---------- ARTICLE ----------

Houses need not serve as tinder, Cohen says; they can be built with fire-resistant roof shingles and siding. "In California there were significant cases of communities that did not burn and did not evacuate because they were fire resistant." Some California communities require fire-resistant construction. Many others do not. "We have the ability to be compatible with fires," Cohen says. "But we mostly choose not to be."
No single action will reduce fires or their damage. Saw-wielding crews may thin the fuel load, but there is simply too much overgrown land. Prescribed burning, fires set on purpose, is a common, if risky, method. It remains to be seen if Americans will voluntarily stop moving into fire-prone areas, or if they will take to the idea of letting natural fires burn unchecked. The best approach would consider all these measures and apply each where appropriate. That would also require a rare symphony of government effort and public will.
And yet, regardless of policy, a basic problem remains: Fire is a force beyond control. Americans in particular have been reluctant to acknowledge that no government or technical solution, no matter how well funded, or brilliant, can halt natural processes or remove their power to affect lives. For this reason, and with an eye toward the increasing costs, many experts believe it is time for a new era of American responsibility, perhaps with policies like those in Australia, another country facing massive wildfires. There the government does not attempt to protect all private property. Responsibility is placed largely on individuals. Citizens are encouraged to evacuate well before wildfires arrive—when weather forecasts indicate danger—and government programs teach methods for making homes less vulnerable.
Mark Finney, the fire forecaster, lives in a fire-prone area outside Missoula. He decided long ago he would not depend on others to protect his home. So each autumn, before wet, cold weather leaks over the mountains, he waits for the humidity to be just right, for the wind to blow just so, and then he burns portions of his 50-acre spread. His two sons carry torches and stare at the flames. His old dog rolls in the ash and cloaks itself in soot. The small fires he creates clear dead, dry brush, surrounding him in the blue ink of low probability. When the big fire comes, it won't find much fuel. Odds are it will chew right past.

---------- DATA ENTRIES ----------

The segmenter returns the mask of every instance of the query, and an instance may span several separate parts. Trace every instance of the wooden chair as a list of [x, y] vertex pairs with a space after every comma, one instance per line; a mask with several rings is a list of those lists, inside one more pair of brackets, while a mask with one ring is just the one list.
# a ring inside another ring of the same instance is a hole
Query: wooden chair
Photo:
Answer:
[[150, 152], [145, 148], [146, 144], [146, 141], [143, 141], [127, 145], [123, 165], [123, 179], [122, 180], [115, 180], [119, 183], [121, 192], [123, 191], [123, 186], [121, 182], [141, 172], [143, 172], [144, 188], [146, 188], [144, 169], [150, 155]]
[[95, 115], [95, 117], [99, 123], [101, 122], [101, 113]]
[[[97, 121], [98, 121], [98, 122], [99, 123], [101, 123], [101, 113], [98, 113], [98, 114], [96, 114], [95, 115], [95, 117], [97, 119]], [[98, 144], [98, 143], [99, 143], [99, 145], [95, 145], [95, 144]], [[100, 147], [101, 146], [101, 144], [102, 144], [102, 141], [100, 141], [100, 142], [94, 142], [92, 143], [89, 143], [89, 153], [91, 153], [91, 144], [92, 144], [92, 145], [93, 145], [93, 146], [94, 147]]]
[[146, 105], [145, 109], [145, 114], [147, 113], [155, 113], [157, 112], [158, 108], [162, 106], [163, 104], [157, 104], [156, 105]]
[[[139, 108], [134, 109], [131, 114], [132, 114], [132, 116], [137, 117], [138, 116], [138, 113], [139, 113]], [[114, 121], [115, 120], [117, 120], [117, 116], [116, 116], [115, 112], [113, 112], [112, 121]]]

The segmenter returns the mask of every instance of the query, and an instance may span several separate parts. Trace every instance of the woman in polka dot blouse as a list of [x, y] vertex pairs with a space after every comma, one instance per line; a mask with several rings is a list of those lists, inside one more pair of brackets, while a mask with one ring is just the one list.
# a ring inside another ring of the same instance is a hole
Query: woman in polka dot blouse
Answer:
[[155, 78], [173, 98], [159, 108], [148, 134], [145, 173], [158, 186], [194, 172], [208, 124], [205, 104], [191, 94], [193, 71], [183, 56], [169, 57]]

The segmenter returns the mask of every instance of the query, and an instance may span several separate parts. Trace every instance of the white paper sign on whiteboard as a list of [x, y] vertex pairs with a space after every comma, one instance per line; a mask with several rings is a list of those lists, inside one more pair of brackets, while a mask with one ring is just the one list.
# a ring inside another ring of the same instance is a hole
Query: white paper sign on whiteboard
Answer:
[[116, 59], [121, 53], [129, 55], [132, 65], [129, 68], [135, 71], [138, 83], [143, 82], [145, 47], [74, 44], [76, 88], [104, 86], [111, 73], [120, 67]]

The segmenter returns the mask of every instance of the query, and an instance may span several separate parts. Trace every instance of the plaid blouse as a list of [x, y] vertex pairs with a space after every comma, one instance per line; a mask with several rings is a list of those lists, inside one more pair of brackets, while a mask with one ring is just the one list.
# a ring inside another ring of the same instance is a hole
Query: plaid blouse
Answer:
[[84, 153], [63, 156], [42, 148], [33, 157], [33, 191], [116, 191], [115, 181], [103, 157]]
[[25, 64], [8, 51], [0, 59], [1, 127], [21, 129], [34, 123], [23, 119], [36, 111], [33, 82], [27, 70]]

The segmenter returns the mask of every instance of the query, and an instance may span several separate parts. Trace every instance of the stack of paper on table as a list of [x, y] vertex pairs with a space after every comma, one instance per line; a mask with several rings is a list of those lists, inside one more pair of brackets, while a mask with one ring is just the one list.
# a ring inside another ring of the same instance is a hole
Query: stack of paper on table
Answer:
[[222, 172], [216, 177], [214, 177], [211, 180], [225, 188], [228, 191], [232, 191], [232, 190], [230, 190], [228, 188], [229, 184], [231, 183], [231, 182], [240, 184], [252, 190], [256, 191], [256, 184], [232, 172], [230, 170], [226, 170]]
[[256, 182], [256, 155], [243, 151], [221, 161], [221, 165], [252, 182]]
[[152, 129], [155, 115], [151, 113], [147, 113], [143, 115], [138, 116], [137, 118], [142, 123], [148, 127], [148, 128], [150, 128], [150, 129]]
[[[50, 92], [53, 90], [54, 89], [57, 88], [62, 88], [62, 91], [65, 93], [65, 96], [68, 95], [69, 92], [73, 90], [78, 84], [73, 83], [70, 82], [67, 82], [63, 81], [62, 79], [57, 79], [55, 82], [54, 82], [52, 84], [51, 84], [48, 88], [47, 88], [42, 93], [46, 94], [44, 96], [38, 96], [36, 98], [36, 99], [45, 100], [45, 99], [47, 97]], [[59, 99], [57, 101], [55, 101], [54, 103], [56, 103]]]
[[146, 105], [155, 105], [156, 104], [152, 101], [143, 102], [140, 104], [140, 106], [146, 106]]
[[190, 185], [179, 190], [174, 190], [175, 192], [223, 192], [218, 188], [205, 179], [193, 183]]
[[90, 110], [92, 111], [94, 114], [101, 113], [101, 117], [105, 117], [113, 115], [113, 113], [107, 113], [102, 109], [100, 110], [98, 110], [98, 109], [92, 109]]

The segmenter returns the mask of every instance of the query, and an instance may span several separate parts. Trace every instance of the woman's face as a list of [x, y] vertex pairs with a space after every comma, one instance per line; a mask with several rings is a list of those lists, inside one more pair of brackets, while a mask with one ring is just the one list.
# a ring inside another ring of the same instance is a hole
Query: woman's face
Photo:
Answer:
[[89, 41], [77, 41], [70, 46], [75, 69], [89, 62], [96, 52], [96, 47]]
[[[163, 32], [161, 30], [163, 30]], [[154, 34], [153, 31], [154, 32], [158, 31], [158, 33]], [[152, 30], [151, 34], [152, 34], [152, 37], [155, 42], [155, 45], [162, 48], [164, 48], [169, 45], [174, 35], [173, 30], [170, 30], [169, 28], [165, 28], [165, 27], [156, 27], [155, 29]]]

----------

_GOAL 1:_ Check each statement against the wildfire article and answer yes or no, quoting the exact words that settle it. (a) Some California communities require fire-resistant construction. (b) In Australia, the government tries to protect all private property. (c) Mark Finney burns portions of his land every spring.
_GOAL 2:_ According to the wildfire article, how large is Mark Finney's property outside Missoula?

_CORRECT RESULT 1:_
(a) Yes: "Some California communities require fire-resistant construction."
(b) No: "There the government does not attempt to protect all private property."
(c) No: "So each autumn, before wet, cold weather leaks over the mountains"

_CORRECT RESULT 2:_ 50 acres.